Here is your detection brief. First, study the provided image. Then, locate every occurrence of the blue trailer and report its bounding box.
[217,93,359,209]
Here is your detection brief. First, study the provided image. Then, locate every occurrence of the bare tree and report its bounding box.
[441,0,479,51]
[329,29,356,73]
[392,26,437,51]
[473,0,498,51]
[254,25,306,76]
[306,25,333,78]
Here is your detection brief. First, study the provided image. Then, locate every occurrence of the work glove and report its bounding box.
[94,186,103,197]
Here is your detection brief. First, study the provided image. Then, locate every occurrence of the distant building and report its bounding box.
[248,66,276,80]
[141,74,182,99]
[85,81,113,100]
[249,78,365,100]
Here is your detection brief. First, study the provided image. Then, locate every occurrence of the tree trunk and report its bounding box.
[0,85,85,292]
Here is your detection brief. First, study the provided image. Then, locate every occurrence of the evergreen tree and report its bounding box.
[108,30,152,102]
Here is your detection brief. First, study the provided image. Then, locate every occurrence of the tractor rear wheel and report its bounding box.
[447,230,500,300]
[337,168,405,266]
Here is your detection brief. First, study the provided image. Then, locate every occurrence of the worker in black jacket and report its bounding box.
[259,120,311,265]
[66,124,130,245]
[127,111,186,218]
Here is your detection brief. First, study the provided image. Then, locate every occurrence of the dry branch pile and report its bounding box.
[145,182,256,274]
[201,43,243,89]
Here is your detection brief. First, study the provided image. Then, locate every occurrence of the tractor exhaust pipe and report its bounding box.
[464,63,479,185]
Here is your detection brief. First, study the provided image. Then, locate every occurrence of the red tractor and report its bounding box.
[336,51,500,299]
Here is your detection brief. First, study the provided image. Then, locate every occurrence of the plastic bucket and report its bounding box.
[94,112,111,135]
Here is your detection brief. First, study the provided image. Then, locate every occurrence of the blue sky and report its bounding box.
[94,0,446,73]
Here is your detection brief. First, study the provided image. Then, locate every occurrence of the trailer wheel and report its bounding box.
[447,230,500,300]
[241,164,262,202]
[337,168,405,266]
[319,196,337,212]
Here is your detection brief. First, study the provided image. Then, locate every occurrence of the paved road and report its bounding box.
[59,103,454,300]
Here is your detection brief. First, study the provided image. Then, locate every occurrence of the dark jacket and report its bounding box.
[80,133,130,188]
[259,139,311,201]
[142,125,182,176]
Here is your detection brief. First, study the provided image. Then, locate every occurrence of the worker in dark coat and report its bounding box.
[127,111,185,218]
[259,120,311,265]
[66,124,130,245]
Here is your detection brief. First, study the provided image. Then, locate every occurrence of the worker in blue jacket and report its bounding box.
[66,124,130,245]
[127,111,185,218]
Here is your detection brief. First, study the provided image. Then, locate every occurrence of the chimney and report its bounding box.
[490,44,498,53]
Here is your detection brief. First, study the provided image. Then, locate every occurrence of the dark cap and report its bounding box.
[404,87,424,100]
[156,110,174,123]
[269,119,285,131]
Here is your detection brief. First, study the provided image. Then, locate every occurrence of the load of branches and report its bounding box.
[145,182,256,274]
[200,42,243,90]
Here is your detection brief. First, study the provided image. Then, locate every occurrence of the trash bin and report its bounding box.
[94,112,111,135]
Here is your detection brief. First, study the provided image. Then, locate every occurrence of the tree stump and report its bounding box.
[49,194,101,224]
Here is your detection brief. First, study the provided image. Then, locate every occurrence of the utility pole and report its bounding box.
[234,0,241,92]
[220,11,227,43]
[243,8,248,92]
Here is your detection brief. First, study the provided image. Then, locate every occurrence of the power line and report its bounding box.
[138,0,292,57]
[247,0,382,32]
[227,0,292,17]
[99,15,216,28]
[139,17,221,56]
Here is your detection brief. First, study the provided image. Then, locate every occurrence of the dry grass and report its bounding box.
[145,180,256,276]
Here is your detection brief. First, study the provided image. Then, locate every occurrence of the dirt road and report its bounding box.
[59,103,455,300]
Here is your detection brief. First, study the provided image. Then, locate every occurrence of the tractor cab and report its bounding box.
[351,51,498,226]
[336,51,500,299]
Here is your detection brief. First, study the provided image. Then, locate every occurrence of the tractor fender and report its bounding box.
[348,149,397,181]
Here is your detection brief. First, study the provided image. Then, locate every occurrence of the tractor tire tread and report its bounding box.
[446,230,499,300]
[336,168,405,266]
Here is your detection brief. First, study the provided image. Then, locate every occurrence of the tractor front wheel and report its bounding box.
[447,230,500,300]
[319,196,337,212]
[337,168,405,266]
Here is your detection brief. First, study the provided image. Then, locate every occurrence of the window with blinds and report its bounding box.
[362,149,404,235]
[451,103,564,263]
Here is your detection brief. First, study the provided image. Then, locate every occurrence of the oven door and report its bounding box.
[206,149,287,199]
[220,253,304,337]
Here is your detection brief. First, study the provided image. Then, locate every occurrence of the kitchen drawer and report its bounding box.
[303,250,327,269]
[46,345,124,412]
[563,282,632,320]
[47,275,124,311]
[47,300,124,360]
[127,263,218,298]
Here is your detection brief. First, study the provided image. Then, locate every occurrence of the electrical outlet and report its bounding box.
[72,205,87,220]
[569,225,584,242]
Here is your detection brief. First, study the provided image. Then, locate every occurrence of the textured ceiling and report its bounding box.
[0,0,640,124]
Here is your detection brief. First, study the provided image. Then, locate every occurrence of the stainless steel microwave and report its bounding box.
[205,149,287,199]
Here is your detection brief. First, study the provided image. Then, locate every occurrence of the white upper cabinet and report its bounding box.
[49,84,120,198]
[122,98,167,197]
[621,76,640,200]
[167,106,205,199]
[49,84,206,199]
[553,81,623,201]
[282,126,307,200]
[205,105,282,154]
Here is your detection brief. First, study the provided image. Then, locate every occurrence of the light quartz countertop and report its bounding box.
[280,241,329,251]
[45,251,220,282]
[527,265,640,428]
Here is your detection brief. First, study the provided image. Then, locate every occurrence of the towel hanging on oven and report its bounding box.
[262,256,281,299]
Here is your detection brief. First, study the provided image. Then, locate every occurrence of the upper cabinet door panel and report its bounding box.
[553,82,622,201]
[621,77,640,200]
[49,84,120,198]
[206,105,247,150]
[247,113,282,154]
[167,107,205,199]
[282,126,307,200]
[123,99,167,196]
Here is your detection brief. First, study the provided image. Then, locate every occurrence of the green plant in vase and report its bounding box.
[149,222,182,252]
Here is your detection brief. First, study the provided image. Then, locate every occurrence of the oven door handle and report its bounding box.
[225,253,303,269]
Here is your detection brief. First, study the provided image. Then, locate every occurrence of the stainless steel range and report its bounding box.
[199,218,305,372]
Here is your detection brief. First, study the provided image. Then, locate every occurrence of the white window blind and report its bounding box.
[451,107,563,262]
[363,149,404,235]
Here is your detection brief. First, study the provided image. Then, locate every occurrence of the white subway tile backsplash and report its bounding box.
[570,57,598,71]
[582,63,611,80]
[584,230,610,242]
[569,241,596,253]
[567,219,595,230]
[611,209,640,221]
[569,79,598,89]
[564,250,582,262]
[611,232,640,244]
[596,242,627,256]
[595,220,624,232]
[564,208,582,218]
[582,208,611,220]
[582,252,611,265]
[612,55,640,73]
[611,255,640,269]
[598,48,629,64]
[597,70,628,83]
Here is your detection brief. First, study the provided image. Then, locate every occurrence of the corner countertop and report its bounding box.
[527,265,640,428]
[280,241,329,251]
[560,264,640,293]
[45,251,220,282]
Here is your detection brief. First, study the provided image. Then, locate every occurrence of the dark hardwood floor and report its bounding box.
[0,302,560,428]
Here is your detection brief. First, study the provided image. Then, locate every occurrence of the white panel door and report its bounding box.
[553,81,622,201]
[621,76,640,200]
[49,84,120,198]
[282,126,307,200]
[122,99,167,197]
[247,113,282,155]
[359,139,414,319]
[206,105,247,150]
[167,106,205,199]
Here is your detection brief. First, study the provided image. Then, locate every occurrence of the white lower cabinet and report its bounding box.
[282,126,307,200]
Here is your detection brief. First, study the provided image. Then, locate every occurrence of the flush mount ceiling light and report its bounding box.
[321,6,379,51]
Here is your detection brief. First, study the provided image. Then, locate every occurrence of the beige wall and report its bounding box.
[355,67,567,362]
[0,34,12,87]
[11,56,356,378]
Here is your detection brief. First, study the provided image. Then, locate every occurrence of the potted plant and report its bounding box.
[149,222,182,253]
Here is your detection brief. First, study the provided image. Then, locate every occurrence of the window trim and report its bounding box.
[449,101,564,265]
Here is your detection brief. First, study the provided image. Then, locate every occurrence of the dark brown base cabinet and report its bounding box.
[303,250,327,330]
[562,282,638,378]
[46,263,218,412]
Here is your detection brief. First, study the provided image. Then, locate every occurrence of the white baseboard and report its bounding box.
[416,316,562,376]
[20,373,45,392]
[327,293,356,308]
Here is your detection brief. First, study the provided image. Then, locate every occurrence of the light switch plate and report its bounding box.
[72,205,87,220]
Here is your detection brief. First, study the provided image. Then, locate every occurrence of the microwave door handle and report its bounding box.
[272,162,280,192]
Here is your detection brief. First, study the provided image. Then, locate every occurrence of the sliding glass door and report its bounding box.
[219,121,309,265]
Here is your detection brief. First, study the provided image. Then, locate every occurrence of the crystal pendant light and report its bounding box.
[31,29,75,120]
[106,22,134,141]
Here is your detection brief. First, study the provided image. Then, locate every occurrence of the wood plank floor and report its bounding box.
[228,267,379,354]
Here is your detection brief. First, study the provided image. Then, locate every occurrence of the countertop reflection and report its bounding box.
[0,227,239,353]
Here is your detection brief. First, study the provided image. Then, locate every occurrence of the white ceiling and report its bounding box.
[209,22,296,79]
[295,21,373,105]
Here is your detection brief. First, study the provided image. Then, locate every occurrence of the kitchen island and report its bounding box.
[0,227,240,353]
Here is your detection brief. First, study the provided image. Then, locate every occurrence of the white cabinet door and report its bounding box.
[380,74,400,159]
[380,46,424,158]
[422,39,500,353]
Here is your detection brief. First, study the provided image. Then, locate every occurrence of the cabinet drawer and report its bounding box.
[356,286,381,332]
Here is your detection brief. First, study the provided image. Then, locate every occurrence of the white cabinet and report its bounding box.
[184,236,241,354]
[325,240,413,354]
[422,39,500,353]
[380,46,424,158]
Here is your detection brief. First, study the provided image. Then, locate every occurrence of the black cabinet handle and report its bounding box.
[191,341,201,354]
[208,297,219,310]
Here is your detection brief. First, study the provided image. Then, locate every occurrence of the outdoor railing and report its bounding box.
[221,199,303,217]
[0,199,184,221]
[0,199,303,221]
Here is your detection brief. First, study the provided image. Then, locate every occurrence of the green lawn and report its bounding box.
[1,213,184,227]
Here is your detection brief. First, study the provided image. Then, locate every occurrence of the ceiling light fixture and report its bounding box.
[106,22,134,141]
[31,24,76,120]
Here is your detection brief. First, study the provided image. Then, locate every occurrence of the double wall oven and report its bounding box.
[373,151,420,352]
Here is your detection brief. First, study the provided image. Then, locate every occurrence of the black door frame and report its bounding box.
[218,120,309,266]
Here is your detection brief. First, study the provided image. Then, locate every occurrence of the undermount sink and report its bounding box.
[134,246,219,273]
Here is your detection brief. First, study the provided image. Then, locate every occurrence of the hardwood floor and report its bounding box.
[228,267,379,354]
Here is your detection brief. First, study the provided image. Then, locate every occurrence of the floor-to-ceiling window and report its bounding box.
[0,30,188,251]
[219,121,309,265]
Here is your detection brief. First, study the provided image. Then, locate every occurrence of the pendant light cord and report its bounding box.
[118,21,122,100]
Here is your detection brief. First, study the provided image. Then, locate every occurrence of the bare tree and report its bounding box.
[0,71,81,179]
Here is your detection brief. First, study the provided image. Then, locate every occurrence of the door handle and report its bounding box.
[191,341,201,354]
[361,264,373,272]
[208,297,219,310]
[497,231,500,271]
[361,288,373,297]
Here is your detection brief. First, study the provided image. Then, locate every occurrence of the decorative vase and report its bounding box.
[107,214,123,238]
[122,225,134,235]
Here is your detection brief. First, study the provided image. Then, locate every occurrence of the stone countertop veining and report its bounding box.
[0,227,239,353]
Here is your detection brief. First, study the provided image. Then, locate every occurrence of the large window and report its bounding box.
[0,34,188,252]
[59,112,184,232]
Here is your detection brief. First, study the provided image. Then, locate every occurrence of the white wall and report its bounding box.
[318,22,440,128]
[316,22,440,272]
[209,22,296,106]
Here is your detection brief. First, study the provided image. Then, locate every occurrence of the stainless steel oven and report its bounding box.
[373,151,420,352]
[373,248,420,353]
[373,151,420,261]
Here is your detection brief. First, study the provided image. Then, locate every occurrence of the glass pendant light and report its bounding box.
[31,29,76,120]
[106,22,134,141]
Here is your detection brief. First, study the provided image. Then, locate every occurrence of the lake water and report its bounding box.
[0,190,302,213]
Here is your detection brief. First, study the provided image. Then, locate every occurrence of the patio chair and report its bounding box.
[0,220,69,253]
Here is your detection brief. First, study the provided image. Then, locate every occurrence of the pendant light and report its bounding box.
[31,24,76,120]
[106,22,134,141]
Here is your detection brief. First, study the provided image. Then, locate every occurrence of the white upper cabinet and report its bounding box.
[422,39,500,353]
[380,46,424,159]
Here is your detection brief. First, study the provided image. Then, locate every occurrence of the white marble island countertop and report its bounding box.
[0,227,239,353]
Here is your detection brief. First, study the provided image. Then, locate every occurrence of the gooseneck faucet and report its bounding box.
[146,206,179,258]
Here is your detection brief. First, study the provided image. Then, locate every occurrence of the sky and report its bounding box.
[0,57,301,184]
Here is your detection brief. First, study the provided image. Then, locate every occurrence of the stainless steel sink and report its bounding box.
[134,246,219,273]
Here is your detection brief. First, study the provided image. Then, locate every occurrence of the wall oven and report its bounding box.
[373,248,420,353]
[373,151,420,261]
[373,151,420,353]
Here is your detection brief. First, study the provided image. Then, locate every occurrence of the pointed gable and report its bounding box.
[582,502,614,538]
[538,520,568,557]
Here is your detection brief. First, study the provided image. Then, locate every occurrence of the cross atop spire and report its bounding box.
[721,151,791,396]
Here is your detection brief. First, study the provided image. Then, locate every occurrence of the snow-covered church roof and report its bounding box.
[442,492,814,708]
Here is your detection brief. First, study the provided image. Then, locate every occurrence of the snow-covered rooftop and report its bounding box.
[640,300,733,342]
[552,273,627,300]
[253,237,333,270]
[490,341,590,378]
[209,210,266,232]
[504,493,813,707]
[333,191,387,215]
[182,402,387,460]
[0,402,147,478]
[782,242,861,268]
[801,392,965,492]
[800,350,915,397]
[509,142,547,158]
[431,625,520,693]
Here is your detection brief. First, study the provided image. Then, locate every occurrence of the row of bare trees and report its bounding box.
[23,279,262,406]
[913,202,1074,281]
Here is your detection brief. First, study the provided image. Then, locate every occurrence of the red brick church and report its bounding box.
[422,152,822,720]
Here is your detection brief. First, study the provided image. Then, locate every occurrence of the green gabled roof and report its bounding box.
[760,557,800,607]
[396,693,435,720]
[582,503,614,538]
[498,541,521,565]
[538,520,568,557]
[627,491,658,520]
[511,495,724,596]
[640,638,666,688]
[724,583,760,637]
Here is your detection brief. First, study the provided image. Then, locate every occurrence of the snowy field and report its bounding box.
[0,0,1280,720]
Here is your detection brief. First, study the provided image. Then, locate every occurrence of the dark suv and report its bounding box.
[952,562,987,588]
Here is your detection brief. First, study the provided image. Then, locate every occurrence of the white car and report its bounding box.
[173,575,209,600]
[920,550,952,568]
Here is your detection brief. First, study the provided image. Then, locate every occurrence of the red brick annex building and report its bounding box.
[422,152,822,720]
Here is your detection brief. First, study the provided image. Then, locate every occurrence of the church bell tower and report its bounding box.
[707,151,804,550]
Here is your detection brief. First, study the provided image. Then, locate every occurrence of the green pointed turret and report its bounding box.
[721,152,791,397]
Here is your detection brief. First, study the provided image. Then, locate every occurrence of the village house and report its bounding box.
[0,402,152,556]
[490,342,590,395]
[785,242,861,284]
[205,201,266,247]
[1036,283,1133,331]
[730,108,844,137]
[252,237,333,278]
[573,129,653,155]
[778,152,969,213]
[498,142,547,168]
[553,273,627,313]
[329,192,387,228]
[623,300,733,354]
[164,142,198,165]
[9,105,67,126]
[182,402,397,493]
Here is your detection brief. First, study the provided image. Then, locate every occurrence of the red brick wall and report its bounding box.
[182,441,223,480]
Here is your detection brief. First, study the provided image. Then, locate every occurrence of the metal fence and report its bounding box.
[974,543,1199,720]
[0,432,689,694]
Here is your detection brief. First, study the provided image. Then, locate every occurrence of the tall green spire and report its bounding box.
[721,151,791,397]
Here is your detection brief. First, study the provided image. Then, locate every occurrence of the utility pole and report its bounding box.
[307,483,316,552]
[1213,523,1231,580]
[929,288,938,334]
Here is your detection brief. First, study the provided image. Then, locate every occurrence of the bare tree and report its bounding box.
┄┄┄┄┄┄
=== Challenge ===
Substitute "labeling brief" for every "detection brief" in the data, starting at the line containing "stump and report its bounding box." and ending at the line containing "[348,149,397,181]". Give back only those lines, with everything else left as it is.

=== Right answer ===
Here is your labeling brief. First, study the provided image. Then, locate every occurrence of the tree stump and report its bounding box.
[49,194,101,224]
Here is your labeling brief. First, study the provided image. Then, locate every occurrence of the utility pole and report its bounding box.
[234,0,241,92]
[220,11,227,43]
[243,8,248,92]
Here is your labeling brief. First, study the provided image. Then, locate every occurrence of the power line and report its bounding box.
[138,0,292,57]
[247,0,382,32]
[227,0,292,17]
[99,15,216,28]
[139,17,221,56]
Here is your labeling brief. First, study the provided image. Then, locate every occurrence of the dry grass and report its bounding box.
[145,180,256,276]
Here is your labeling brief. First, study the provided image. Then, locate every occurrence of the dirt road and report its bounding box.
[59,103,455,300]
Here is your labeling brief. First, study the provided image. Then, locate every occurrence of the tractor cab and report its bounding box.
[351,51,498,226]
[336,51,500,299]
Here is your labeling brief. First, study the provided image. Then, locate every occurrence of the tractor fender and report its bounding box.
[348,149,397,181]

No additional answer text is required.